• **Exercise instructions**
Print exactly those lines that run from the beginning of the data to the line bearing "rough mask: <svg", inclusive.

Dataset entries
• • • • • • •

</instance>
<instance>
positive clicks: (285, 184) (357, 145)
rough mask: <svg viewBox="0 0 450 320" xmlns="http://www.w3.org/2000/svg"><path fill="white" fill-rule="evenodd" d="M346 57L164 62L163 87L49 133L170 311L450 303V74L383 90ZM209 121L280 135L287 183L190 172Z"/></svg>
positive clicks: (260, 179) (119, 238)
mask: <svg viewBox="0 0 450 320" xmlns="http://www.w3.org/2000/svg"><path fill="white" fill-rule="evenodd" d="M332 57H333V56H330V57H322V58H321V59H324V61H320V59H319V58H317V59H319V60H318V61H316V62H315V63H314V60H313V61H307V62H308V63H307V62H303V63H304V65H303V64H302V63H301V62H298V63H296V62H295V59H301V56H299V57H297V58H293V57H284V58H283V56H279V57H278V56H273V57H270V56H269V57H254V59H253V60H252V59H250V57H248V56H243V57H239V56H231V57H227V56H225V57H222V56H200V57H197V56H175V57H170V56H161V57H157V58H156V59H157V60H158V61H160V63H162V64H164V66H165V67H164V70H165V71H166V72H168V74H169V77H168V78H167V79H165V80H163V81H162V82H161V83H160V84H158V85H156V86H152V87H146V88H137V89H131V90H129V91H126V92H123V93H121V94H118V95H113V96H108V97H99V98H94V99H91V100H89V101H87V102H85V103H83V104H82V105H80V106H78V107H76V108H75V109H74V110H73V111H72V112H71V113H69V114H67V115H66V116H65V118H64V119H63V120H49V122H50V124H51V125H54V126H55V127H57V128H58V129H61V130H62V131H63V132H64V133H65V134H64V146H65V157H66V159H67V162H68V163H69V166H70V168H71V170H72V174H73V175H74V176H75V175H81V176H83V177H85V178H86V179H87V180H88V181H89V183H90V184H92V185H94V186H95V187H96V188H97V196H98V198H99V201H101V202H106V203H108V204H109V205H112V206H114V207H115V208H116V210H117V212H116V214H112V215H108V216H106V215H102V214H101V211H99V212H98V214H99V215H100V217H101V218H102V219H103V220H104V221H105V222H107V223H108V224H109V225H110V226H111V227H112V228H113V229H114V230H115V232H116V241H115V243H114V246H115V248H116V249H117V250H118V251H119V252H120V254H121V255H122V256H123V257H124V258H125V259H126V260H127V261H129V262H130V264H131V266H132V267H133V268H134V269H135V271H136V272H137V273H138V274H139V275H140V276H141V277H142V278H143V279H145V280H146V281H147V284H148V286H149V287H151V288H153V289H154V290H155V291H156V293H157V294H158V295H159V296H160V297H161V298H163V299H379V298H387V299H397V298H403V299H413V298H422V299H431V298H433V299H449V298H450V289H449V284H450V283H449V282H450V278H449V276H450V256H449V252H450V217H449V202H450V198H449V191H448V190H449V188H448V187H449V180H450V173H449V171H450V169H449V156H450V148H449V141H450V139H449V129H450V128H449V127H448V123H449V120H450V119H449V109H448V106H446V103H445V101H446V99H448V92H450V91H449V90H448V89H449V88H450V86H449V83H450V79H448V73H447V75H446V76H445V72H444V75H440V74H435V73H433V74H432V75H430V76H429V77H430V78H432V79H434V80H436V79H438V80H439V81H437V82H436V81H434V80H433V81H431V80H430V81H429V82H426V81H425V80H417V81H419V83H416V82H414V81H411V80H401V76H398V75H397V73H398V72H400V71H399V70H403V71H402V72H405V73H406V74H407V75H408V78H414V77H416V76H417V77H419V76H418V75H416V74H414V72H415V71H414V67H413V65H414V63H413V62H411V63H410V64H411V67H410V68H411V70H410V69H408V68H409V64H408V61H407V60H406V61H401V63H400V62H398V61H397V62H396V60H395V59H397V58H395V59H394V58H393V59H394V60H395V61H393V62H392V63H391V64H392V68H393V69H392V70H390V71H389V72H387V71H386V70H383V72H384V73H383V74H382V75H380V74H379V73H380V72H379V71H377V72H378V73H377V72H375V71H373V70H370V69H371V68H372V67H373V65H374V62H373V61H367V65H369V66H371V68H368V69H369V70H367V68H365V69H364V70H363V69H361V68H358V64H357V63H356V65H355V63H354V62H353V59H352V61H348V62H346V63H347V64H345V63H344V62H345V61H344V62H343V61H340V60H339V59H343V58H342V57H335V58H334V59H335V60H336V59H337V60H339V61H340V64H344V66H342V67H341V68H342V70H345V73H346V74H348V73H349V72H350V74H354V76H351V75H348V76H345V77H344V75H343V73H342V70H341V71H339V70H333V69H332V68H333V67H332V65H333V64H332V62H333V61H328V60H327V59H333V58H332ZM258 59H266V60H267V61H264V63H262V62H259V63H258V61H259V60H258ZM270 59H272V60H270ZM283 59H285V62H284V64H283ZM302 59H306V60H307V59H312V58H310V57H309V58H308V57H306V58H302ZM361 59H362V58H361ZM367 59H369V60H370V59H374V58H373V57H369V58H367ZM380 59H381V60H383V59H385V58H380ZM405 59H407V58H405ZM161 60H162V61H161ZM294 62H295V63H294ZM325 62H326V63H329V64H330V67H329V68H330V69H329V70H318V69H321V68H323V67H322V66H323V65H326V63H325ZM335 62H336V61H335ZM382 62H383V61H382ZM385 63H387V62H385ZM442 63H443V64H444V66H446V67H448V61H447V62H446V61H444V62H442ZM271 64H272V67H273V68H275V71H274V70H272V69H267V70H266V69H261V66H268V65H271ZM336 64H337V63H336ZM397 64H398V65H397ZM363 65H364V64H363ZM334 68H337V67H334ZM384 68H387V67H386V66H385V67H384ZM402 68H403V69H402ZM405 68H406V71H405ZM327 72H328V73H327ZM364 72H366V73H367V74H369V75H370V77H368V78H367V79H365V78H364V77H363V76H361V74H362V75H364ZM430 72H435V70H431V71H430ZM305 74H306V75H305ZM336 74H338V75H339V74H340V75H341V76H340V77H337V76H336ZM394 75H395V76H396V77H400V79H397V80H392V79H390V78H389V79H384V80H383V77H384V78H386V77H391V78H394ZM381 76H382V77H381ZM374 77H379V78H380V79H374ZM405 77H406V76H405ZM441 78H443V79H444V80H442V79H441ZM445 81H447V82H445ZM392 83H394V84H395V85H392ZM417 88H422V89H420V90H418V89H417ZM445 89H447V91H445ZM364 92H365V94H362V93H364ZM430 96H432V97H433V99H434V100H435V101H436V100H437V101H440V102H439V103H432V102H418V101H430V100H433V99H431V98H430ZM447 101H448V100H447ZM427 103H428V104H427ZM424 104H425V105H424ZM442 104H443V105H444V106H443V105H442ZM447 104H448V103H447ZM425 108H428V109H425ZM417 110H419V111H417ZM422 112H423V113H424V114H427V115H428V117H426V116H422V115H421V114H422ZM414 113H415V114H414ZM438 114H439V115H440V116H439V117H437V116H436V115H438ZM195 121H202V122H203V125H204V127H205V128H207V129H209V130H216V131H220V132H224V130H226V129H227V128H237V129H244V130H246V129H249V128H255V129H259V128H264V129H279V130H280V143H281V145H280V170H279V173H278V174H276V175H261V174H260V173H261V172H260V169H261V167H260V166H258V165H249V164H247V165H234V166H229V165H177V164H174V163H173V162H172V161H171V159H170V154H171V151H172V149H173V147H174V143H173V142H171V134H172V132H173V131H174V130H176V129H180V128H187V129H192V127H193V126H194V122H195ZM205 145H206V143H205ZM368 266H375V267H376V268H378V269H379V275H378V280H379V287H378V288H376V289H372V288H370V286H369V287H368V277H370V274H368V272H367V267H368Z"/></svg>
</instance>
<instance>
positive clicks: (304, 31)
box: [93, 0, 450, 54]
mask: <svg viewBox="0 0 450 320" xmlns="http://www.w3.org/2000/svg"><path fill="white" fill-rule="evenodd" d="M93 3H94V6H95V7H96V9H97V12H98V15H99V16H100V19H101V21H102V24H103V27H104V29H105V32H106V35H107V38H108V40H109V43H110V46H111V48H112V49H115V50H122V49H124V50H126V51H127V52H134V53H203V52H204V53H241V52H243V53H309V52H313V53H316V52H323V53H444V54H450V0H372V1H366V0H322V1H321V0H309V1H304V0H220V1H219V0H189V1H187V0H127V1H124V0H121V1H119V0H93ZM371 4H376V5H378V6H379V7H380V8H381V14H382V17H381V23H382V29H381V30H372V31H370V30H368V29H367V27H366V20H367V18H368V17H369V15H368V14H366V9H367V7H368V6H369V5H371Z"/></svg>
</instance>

• • • • • • •

• **Worked solution**
</instance>
<instance>
positive clicks: (285, 184) (357, 145)
rough mask: <svg viewBox="0 0 450 320" xmlns="http://www.w3.org/2000/svg"><path fill="white" fill-rule="evenodd" d="M346 57L164 62L163 87L49 133L170 311L450 303V74L383 90ZM209 121L280 135L287 183L190 172Z"/></svg>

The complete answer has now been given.